**Stated goal:** Pick out each line in the records below that contains the word "mask" and copy those lines.

/---

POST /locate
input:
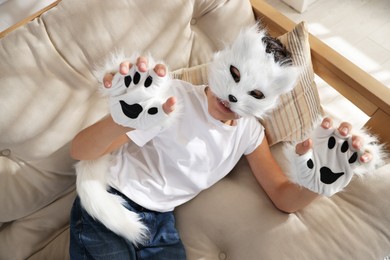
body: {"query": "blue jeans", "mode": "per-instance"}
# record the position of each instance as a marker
(90, 239)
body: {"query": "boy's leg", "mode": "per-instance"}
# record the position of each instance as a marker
(89, 239)
(165, 242)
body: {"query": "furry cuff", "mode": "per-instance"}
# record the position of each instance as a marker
(330, 165)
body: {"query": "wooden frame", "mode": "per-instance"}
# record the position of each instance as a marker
(367, 93)
(29, 18)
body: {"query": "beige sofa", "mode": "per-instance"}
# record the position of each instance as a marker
(48, 93)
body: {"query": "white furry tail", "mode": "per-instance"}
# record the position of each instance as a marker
(104, 206)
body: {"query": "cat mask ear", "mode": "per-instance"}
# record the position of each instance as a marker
(252, 72)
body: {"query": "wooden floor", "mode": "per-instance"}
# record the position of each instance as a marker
(357, 29)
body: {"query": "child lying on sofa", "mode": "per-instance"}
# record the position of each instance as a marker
(166, 140)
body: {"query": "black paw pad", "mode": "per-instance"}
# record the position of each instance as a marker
(152, 110)
(328, 176)
(148, 81)
(137, 78)
(131, 111)
(127, 81)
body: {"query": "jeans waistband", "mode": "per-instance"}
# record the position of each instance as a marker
(134, 205)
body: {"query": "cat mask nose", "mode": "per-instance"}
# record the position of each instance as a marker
(232, 99)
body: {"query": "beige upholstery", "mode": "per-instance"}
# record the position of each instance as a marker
(48, 94)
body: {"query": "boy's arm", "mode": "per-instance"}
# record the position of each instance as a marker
(285, 195)
(290, 197)
(98, 139)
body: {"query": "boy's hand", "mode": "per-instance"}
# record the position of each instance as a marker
(327, 162)
(138, 96)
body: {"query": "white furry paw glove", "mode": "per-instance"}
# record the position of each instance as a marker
(136, 99)
(331, 163)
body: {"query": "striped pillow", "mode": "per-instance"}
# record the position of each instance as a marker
(298, 110)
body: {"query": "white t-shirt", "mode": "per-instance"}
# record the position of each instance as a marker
(165, 168)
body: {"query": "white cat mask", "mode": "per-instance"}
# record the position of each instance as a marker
(249, 75)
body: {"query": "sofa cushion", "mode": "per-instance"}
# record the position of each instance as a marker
(235, 219)
(48, 92)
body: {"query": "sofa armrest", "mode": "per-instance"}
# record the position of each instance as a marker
(367, 93)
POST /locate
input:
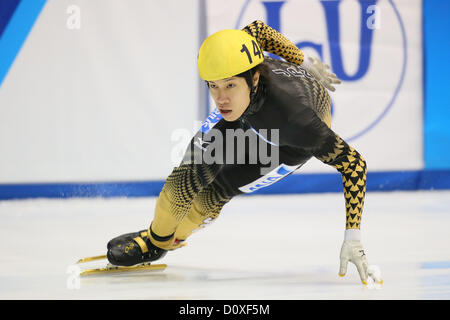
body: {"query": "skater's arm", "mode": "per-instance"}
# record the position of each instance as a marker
(176, 197)
(307, 131)
(272, 41)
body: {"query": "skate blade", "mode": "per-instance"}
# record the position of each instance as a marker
(116, 269)
(88, 259)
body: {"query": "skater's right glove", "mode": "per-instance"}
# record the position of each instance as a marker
(352, 251)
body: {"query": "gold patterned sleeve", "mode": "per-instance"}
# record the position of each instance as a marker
(272, 41)
(352, 166)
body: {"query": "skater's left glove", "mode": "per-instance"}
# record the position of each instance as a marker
(321, 72)
(352, 251)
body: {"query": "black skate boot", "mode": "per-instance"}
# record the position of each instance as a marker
(133, 248)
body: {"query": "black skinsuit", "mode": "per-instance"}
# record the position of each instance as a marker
(288, 99)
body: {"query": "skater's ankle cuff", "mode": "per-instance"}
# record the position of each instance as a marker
(159, 238)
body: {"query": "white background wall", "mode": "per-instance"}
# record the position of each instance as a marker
(100, 103)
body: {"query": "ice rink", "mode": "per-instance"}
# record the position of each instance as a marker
(261, 247)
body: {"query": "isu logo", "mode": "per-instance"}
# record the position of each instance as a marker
(368, 51)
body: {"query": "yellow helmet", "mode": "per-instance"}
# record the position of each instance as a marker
(227, 53)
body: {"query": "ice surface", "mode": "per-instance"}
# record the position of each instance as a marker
(261, 247)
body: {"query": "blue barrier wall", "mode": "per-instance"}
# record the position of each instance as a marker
(17, 18)
(437, 84)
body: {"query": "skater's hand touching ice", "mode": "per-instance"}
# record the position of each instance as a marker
(352, 251)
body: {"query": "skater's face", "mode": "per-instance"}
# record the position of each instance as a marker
(231, 96)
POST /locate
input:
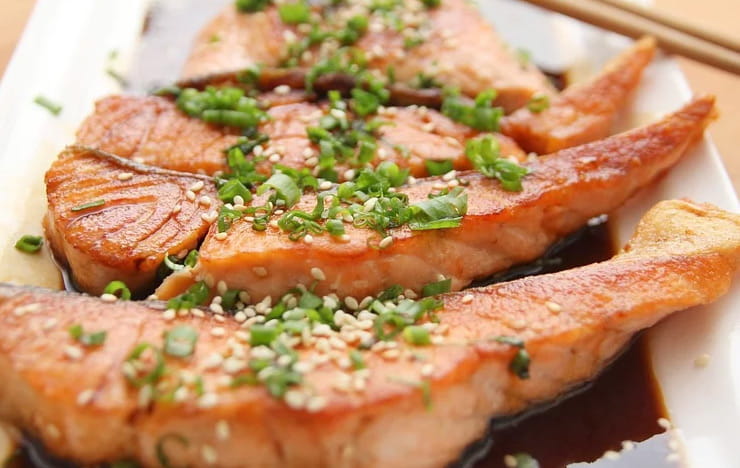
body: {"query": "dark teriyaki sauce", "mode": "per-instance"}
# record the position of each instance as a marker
(622, 404)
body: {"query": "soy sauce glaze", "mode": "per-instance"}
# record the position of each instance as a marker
(622, 404)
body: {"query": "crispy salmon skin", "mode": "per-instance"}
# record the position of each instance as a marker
(584, 112)
(438, 51)
(500, 229)
(77, 401)
(111, 219)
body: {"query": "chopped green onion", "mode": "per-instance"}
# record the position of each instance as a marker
(485, 155)
(89, 205)
(438, 167)
(294, 13)
(262, 335)
(233, 188)
(88, 339)
(481, 115)
(180, 341)
(440, 212)
(391, 293)
(48, 104)
(157, 369)
(417, 335)
(538, 103)
(439, 287)
(285, 188)
(29, 244)
(118, 289)
(196, 295)
(162, 457)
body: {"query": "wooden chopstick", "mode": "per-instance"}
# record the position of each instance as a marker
(676, 23)
(625, 22)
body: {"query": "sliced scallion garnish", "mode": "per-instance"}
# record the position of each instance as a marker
(29, 244)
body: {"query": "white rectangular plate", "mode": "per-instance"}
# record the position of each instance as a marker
(65, 51)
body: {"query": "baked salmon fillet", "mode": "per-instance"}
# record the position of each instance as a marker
(584, 112)
(438, 48)
(494, 351)
(501, 228)
(111, 219)
(151, 130)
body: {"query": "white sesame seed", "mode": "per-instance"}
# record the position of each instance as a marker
(85, 396)
(318, 274)
(260, 271)
(296, 399)
(198, 186)
(210, 456)
(628, 445)
(108, 297)
(73, 352)
(316, 403)
(222, 430)
(208, 400)
(282, 90)
(209, 217)
(702, 360)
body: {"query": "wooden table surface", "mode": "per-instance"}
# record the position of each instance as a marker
(720, 15)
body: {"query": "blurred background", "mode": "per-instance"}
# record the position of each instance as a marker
(720, 15)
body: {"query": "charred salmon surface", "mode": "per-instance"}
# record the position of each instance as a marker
(434, 45)
(204, 389)
(111, 219)
(152, 130)
(500, 228)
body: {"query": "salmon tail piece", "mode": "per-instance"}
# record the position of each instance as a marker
(86, 403)
(586, 111)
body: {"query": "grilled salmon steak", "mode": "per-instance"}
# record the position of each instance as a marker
(584, 112)
(501, 228)
(431, 45)
(165, 390)
(152, 130)
(112, 219)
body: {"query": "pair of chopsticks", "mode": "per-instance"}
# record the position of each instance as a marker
(673, 34)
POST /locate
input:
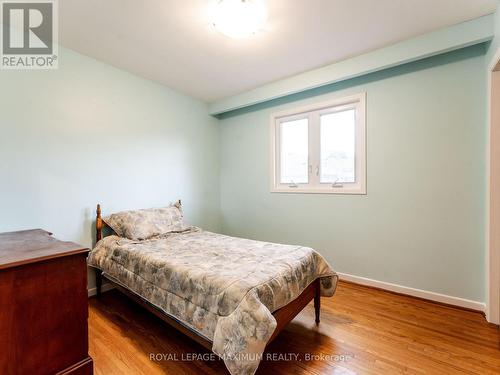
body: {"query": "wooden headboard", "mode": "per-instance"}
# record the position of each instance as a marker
(100, 224)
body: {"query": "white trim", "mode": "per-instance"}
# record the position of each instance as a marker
(104, 288)
(432, 296)
(358, 102)
(492, 261)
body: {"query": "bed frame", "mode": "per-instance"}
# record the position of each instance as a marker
(283, 316)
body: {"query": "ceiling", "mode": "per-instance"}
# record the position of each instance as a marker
(173, 43)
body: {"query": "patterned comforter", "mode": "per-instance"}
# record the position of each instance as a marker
(224, 288)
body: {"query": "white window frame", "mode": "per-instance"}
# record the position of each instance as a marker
(313, 112)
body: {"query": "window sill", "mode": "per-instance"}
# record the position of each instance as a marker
(342, 191)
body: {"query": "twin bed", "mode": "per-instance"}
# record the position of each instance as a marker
(231, 295)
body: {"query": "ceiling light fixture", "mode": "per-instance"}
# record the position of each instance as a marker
(239, 18)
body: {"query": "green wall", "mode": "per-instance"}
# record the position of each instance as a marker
(422, 223)
(89, 133)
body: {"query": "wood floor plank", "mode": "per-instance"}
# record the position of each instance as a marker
(362, 331)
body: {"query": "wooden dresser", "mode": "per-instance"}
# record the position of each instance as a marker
(43, 305)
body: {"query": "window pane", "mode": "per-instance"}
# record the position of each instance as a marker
(338, 147)
(294, 151)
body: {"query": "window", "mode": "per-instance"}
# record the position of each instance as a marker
(320, 148)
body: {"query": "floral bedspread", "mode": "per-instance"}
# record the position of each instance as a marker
(224, 288)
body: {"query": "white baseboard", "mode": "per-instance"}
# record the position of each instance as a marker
(104, 288)
(437, 297)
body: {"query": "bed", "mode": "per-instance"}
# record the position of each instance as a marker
(231, 295)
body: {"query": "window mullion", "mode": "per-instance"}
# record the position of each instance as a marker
(314, 148)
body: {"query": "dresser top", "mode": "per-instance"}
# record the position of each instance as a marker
(35, 245)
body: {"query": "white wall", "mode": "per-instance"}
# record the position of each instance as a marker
(89, 133)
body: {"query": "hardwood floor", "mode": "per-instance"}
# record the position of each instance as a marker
(363, 330)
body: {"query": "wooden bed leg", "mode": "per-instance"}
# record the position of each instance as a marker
(317, 300)
(98, 282)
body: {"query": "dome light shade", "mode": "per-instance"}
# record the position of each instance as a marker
(239, 18)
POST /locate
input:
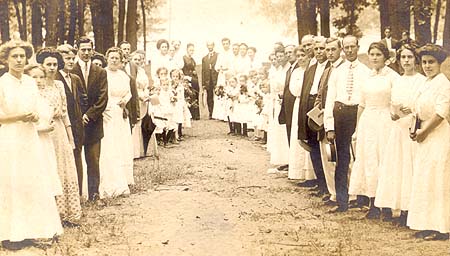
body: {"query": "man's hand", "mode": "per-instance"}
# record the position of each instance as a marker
(331, 136)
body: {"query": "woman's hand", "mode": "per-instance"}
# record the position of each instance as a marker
(419, 136)
(406, 110)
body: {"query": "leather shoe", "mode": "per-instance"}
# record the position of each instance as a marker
(338, 209)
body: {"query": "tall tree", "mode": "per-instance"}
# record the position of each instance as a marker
(325, 18)
(306, 17)
(62, 22)
(144, 24)
(399, 17)
(36, 24)
(24, 34)
(121, 21)
(4, 20)
(422, 21)
(446, 37)
(51, 22)
(131, 26)
(72, 21)
(80, 18)
(19, 19)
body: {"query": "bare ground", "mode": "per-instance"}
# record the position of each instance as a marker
(212, 196)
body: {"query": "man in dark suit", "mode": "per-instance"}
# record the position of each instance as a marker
(76, 98)
(209, 75)
(333, 50)
(308, 96)
(131, 69)
(94, 80)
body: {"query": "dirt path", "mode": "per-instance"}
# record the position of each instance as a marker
(217, 199)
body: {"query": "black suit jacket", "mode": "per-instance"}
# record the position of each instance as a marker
(133, 105)
(76, 98)
(308, 80)
(97, 92)
(287, 103)
(209, 75)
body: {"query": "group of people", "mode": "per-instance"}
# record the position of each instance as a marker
(71, 116)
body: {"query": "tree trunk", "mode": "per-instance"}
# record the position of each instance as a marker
(62, 22)
(36, 24)
(131, 26)
(384, 16)
(446, 37)
(4, 20)
(399, 17)
(72, 21)
(80, 18)
(24, 36)
(121, 21)
(422, 21)
(144, 24)
(436, 20)
(19, 19)
(108, 24)
(51, 22)
(325, 18)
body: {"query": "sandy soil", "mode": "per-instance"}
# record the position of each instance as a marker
(215, 198)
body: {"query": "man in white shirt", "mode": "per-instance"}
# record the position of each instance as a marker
(340, 113)
(307, 98)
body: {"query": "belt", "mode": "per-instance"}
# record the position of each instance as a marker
(342, 105)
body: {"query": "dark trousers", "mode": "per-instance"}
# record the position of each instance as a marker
(79, 166)
(210, 99)
(316, 158)
(92, 155)
(194, 109)
(344, 126)
(288, 131)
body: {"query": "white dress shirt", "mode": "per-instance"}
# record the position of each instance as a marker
(319, 71)
(337, 89)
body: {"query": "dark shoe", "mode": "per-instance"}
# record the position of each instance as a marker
(338, 209)
(307, 184)
(373, 214)
(436, 236)
(422, 234)
(331, 203)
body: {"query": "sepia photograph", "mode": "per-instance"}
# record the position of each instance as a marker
(231, 128)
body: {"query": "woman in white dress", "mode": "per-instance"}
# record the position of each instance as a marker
(300, 166)
(373, 127)
(396, 170)
(29, 212)
(45, 127)
(116, 159)
(429, 207)
(142, 86)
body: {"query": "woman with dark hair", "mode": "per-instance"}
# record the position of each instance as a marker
(162, 58)
(191, 75)
(28, 209)
(69, 203)
(116, 160)
(429, 207)
(373, 126)
(396, 170)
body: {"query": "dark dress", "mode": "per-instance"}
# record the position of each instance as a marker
(189, 70)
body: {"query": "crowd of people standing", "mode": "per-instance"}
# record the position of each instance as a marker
(359, 136)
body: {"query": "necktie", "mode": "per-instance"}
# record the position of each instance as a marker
(349, 85)
(86, 73)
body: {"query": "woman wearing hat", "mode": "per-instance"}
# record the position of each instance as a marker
(394, 183)
(373, 127)
(429, 208)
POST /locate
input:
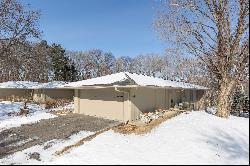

\---

**Task response:**
body: {"query": "cat mask ear", "mode": "per-instance"}
body: {"query": "cat mask nose", "mode": "per-instance"}
body: {"query": "white cat mask", "mode": "per-instance"}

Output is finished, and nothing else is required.